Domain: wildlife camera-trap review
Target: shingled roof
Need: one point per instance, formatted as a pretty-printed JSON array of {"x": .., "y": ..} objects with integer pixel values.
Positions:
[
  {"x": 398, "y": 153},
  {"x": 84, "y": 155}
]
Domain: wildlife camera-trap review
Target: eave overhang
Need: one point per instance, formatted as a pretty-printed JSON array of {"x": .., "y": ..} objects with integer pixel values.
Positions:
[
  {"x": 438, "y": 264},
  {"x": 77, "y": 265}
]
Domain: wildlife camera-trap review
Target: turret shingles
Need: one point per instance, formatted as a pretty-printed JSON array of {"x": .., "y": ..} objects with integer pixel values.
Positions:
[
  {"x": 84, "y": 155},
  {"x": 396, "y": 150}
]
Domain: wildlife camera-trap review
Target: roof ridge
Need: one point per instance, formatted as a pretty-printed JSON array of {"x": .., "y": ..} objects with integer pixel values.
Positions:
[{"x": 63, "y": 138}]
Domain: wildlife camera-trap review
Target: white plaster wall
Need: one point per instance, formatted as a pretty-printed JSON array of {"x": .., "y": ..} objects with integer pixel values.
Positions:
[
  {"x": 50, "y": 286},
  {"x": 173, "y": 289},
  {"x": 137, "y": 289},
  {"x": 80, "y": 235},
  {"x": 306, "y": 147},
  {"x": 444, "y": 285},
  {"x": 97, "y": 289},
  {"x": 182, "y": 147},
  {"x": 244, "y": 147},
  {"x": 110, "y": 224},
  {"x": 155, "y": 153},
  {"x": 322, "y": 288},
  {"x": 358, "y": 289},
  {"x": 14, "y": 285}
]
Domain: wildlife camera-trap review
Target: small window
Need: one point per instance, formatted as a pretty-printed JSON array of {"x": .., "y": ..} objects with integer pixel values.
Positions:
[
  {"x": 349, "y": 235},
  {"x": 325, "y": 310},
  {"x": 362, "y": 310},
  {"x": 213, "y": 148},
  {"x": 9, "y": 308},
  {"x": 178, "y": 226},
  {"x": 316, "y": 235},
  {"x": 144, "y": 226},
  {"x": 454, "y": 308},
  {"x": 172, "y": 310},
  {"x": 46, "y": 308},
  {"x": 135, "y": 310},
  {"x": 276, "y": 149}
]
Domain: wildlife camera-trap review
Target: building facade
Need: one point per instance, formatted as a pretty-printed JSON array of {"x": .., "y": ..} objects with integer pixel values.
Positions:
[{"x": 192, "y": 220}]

------------------------

Using the material above, report each line where "Target" occurs.

Target: shingled roof
Target: eave overhang
Target: turret shingles
Target: roof ridge
Target: white plaster wall
Target: small window
Target: building facade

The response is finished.